In some embodiments, the signal may comply with the Advanced Television Standards Committee (ATSC) version 3.0 standard.

In some embodiments, the method may further include performing a transform on the signal, including the at least one symbol, to produce a transform signal, and modulating (1655) the pre-encoded transform signal to produce a transmitted signal. In some embodiments, the applying may further include performing a transform on the stream of data to convert the stream of data to a transform domain signal, limiting the amplitude of the transform domain signal to produce a clipped transform signal, performing an inverse transform on the clipped transform signal to produce an inverse transform signal, subtracting the stream of data from the inverse transform signal to produce a remainder signal, adjusting the signal level of the remainder signal by a pre-determined gain factor to produce an adjusted remainder signal, and adding the stream of data to the adjusted remainder signal to produce an error signal.

In some embodiments, the performing a transform or performing an inverse transform may use a Fourier transform.

In some embodiments, the method may be used as part of an orthogonal frequency division multiplexing transmission.

In some embodiments, the method may be used as part of an active constellation extension for the signal. In some embodiments, an indication of the use of the active constellation extension for the signal may be included in the transmitted signal.

In some embodiments, the indication of use of the active constellation extension for the signal may be included in LI signaling portion of the transmitted signal.

In some embodiments, the processing of the stream of data may be performed in order to reduce peak to average power ratio of the transmitted signal.

The present embodiments also describe an apparatus or portion thereof that is configured to perform the process as described in one or more of the previous paragraph to implement the process or method for processing a stream of data modulated into a plurality of symbols in a constellation as part of transmitting a signal. The present embodiments also describe an apparatus for processing a stream of data converted into a plurality of symbols in a constellation as part of transmitting a signal including a projection module, the projection module applying a first type of symbol constellation extension projection to at least one symbol in the constellation if it is determined that a type of constellation is a non-square constellation, the first type of symbol constellation extension projection having an outward angular region from an original position for the at least one symbol in the constellation, the outward angular region defined by a value for an angle between a first boundary and a second boundary for the outward angular region.

In some embodiments, the apparatus projection module (670) may further apply a second type of symbol constellation projection to at least one symbol in the constellation if it is determined that the type of constellation is a square constellation, the second type of symbol constellation extension projection representing a line in at least one of an x axis direction and a y axis direction.

Records from a dataset

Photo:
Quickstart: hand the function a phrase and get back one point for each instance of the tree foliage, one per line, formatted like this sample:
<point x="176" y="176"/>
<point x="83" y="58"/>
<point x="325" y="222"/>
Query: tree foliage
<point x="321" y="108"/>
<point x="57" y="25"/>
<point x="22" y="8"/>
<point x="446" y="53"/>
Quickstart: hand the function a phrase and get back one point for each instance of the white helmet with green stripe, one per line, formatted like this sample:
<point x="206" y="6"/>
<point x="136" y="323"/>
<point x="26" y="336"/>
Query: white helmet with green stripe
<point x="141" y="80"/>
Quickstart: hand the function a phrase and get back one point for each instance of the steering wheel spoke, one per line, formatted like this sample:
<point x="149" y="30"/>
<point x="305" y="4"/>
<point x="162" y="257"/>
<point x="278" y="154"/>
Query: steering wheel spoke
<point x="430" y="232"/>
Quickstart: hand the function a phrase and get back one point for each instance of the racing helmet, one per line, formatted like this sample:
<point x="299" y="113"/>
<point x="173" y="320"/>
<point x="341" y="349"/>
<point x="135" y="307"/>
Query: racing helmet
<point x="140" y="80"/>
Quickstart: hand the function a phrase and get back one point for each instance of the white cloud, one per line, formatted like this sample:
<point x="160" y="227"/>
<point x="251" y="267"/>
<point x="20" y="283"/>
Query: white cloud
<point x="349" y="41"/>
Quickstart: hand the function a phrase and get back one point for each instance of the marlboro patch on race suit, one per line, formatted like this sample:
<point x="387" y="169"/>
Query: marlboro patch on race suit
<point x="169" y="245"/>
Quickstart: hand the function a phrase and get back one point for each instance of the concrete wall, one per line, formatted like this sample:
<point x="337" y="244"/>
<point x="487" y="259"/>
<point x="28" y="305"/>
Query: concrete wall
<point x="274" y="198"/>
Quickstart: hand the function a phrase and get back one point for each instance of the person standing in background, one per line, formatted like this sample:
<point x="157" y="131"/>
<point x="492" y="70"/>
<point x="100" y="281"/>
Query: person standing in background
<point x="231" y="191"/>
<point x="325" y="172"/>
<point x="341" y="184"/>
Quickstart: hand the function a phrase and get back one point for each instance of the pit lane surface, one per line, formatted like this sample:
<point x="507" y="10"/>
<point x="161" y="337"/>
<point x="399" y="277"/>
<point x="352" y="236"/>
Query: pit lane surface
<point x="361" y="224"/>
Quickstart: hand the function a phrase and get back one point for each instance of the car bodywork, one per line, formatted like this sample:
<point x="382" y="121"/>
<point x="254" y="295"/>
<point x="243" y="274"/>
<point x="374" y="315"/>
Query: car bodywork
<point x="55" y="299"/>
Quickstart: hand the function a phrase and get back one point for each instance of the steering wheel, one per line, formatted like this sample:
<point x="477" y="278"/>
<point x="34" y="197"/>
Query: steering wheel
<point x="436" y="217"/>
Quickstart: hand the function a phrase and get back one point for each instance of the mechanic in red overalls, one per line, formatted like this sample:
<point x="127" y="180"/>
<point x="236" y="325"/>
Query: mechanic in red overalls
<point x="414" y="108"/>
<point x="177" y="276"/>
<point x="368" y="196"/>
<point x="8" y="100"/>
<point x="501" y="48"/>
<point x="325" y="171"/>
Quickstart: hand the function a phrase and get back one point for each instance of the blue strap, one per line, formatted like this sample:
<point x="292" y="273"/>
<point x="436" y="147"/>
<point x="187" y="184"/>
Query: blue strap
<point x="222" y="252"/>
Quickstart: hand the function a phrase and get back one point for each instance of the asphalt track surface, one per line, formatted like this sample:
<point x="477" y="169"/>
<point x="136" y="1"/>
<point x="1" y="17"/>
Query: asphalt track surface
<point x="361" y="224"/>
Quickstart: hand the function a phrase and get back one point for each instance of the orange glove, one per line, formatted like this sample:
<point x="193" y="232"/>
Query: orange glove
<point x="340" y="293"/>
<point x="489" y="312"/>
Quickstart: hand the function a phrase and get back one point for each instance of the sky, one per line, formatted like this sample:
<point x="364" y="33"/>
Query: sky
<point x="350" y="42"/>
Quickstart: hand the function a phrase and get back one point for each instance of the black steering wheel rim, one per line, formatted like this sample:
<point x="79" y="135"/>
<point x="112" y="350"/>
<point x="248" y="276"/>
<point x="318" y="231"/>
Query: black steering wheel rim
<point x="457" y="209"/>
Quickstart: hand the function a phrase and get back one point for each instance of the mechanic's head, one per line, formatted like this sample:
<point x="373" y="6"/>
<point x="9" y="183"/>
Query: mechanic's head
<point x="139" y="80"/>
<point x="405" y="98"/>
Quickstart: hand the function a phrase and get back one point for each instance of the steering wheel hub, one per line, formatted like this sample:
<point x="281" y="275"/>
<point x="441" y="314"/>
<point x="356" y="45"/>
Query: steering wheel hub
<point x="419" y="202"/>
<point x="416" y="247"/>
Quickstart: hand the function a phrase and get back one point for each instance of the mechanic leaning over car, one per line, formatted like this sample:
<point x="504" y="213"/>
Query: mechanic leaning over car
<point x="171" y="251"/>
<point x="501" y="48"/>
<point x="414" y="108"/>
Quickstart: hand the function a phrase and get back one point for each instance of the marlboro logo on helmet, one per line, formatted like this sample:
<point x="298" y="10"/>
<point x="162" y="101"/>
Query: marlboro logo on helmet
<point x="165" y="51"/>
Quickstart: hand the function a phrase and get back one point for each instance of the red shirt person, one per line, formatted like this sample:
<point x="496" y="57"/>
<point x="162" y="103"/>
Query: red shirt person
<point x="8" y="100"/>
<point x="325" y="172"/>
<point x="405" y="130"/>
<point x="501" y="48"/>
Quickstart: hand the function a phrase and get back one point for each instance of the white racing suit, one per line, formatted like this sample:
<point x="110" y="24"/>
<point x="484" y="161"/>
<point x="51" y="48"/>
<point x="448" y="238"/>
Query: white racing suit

TASK INSTRUCTIONS:
Write the next part of the patent passage on constellation extension for transmitted signals, picking up after its final sentence.

REPLY TO THE TASK:
The present embodiments also describe a method for processing a received signal transmitted as a constellation of symbols representing a data stream that has been encoded using a code rate including demodulating the received signal to provide an estimation of at least one symbol in the transmitted signal on a first extended constellation, the first extended constellation including at least on extended region formed as an outward angular sector from an original location for a symbol in the constellation if it is determined that a type of constellation is a non- square constellation, the outward angular region defined by a value for an angle between a first boundary and a second boundary for the outward angular region. The method may also include demodulating the received signal to provide an estimation of at least one symbol in the transmitted signal on a second extended constellation if it is determined that the type of constellation is a square constellation, the second extended constellation representing a line in at least one of an x axis direction and a y axis direction. The present embodiments also describe an apparatus or portion thereof that is configured to implement the process described in one or more of the above paragraphs for the method for processing a received signal transmitted as a constellation of symbols representing a data stream that has been encoded using a code rate. The present embodiments also describe an apparatus for processing a received signal transmitted as a constellation of symbols representing a data stream that has been encoded using a code rate including a demodulator (124) that demodulates the received signal to provide an estimation of at least one symbol in the transmitted signal on a first extended constellation, the first extended constellation including at least on extended region formed as an outward angular sector from an original location for a symbol in the constellation if it is determined that a type of constellation is a non- square constellation, the outward angular region defined by a value for an angle between a first boundary and a second boundary for the outward angular region.

In some embodiments the demodulator further demodulates the received signal to provide an estimation of at least one symbol in the transmitted signal on a second extended constellation if it is determined that the type of constellation is a square constellation, the second extended constellation representing a line in at least one of an x axis direction and a y axis direction.

The present embodiments also describe a non-transitory device readable medium containing instructions for processing a stream of data converted into a plurality of symbols in a constellation as part of transmitting a signal including applying a first type of symbol constellation extension projection to at least one symbol in the constellation if it is determined that a type of constellation is a non-square constellation, the first type of symbol constellation extension projection having an outward angular region from an original position for the at least one symbol in the constellation, the outward angular region defined by a value for an angle between a first boundary and a second boundary for the outward angular region.

In some embodiments, the non-transitory device readable medium may further include applying a second type of symbol constellation projection to at least one symbol in the constellation if it is determined that the type of constellation is a square constellation, the second type of symbol constellation extension projection representing a line in at least one of an x axis direction and a y axis direction.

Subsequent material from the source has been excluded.